WORK TO COMPLETE ▸ Please show all lines of the records that include "leaf".

RECORDS PROVIDED ▸
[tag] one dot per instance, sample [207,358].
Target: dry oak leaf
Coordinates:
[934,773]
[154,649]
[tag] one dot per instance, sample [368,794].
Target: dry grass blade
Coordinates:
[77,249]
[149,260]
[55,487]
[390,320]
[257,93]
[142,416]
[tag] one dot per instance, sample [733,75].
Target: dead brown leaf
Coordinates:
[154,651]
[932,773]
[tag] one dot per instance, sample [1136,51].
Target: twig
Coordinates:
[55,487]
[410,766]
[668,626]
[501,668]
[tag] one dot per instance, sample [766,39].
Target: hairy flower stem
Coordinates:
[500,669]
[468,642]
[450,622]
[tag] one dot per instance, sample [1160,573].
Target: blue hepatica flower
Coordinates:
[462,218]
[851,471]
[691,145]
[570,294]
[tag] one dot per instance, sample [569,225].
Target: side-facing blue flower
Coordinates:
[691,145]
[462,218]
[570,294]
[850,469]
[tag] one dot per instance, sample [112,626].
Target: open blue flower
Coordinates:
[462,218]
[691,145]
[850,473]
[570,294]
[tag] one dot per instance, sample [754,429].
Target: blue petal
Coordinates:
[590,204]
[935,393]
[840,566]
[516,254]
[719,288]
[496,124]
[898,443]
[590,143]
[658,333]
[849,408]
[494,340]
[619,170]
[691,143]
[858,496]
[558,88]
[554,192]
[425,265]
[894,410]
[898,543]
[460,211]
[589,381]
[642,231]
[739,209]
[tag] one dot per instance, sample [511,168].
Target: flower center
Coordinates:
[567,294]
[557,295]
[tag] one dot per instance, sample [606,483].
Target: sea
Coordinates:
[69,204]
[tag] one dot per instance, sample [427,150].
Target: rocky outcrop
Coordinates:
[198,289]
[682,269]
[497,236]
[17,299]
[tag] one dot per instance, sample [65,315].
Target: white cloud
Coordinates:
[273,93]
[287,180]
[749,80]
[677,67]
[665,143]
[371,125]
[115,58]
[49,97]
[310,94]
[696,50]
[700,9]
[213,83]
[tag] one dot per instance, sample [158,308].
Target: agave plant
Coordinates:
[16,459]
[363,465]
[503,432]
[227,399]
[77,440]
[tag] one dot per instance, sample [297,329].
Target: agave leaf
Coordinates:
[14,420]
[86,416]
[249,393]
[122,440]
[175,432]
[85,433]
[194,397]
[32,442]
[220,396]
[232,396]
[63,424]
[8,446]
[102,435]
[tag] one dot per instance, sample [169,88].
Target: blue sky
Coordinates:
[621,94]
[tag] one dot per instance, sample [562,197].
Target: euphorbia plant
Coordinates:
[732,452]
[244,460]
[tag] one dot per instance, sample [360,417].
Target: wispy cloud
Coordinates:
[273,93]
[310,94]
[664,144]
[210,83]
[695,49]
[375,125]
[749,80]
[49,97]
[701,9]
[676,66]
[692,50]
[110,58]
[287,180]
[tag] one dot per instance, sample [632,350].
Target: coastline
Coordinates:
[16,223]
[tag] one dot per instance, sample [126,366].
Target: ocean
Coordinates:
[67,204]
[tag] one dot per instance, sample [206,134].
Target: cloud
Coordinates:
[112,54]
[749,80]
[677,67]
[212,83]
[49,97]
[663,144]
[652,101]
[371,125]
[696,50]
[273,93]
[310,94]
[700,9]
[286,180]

EXERCISE ANSWER ▸
Target: dry oak leaf
Target: dead brown leaf
Target: agave leaf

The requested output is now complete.